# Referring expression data
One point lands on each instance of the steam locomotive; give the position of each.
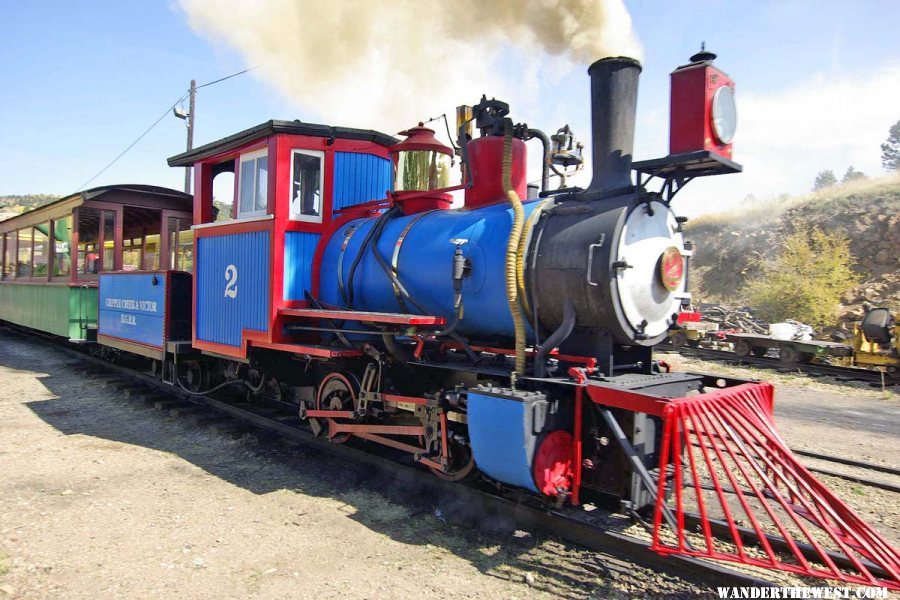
(510, 338)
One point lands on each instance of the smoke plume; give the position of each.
(387, 64)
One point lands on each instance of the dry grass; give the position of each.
(769, 210)
(798, 379)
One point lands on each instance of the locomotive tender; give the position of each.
(510, 337)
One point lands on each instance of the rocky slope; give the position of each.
(730, 246)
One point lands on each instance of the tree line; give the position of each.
(890, 160)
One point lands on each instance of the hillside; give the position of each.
(730, 246)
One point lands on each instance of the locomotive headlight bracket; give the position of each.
(724, 114)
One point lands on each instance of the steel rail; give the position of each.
(579, 527)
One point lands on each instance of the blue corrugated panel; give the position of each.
(497, 435)
(133, 307)
(359, 178)
(299, 248)
(232, 286)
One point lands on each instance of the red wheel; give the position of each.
(337, 392)
(553, 463)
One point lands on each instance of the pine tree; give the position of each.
(824, 179)
(890, 149)
(852, 174)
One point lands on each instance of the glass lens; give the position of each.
(724, 114)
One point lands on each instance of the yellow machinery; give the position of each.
(876, 341)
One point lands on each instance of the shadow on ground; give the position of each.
(396, 509)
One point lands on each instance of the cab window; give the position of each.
(253, 193)
(306, 186)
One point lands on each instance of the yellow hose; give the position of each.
(520, 259)
(512, 251)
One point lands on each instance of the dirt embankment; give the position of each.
(730, 247)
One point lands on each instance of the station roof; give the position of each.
(114, 194)
(187, 159)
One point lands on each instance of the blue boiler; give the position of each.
(424, 263)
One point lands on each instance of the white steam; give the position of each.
(387, 64)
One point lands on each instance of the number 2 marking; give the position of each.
(231, 281)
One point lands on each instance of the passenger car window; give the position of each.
(306, 186)
(62, 238)
(23, 266)
(41, 250)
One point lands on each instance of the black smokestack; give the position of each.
(614, 83)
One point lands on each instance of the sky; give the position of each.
(817, 85)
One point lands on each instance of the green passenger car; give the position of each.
(52, 256)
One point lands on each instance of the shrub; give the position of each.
(806, 279)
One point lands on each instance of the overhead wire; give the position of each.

# Your goal
Leave out the pictures and reproduce the rest of the records exactly.

# Answer to the problem
One point lands on each instance of the steam locomotive; give the position of each.
(510, 338)
One point lands on each instance of the smoke plume; give the position of each.
(387, 64)
One point lands on each instance of the dry grass; give the position of each.
(769, 210)
(798, 379)
One point lands on each instance of the locomotive tender; give the position of each.
(510, 337)
One point lands on each instance of the rocky slope; give the position of each.
(730, 246)
One point lands on each instance of the tree line; give the position of each.
(890, 160)
One point lands on each instance of the hillside; give the position of each.
(730, 246)
One point lands on each instance of the locomotive headlight bracket; give the position of each.
(724, 114)
One point lands on each instance of the steel rail; give the position of each.
(579, 527)
One point lands on each instance of the blue corrugated panel; give the position of each.
(497, 435)
(133, 307)
(359, 178)
(299, 248)
(232, 286)
One point lands on each instance of the red wheel; give the position of each.
(337, 392)
(553, 463)
One point lands on each instance of the pine tree; give the position of each.
(824, 179)
(890, 149)
(852, 174)
One point lands on each instance of the glass lens; give the position of each.
(724, 114)
One point lands on each instance of the yellow machinery; give the position of each.
(876, 341)
One point lands on each instance of the shadow on ground; give the position of each.
(396, 509)
One point lands on each instance of the cab window; give the position of each.
(253, 193)
(306, 186)
One point lands on each instance of the yellow hose; give the position of each.
(520, 259)
(512, 251)
One point lands on each instance of the dirt embankment; give the position of each.
(730, 247)
One point lands on each instance of the station roof; give the position of each.
(114, 194)
(187, 159)
One point lands on each instance of the blue boiler; give the position of each.
(424, 263)
One point lands on each instance of the white steam; give the position of each.
(387, 64)
One point lands on each instance of the number 2 marking; give the position of each.
(231, 281)
One point lands on each instance of the passenger car window; give the position of each.
(306, 186)
(62, 238)
(23, 266)
(41, 250)
One point lands on each instance of the black smokestack; give the position of each.
(614, 83)
One point lands on each instance of the sky; give the position of each.
(817, 85)
One point lands on each instance of the green passenger car; give the position of each.
(52, 256)
One point lands on each instance of the shrub; give the position of each.
(806, 279)
One point lands on each instance of the overhead wire; give the position of each.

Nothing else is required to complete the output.